— begin SOURCE DATA —

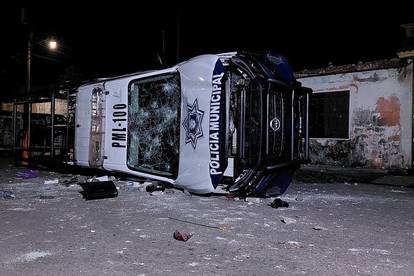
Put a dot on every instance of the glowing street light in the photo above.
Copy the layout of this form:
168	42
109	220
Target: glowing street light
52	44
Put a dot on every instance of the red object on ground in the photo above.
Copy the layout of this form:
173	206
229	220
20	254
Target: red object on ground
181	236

— end SOURCE DATA —
— begin SOURCE DATA —

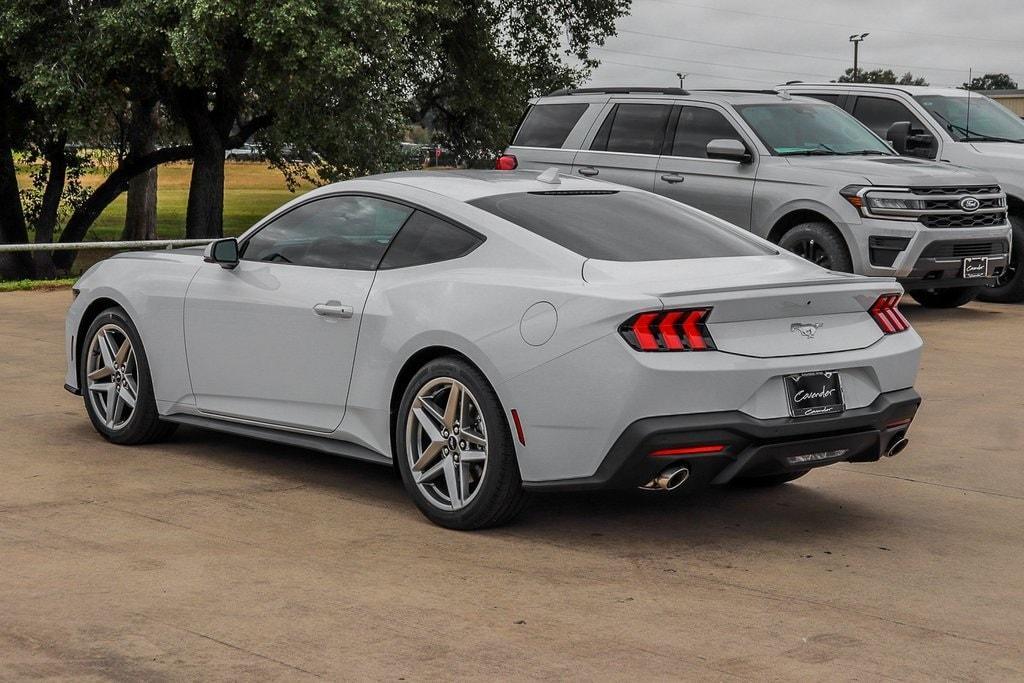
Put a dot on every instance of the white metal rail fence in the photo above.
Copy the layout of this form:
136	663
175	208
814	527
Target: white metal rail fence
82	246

— end SOURCE DATA —

■ YOUR INSTRUCTIONS
Copy each line of the records that contains the word "above".

■ THE REPLY
Put a dot on every instance of the glowing street light in the photo above.
Put a dot on every instance of the red object on ground in the photo above.
Put a dot on every instance of the white metal rail fence in the photo above.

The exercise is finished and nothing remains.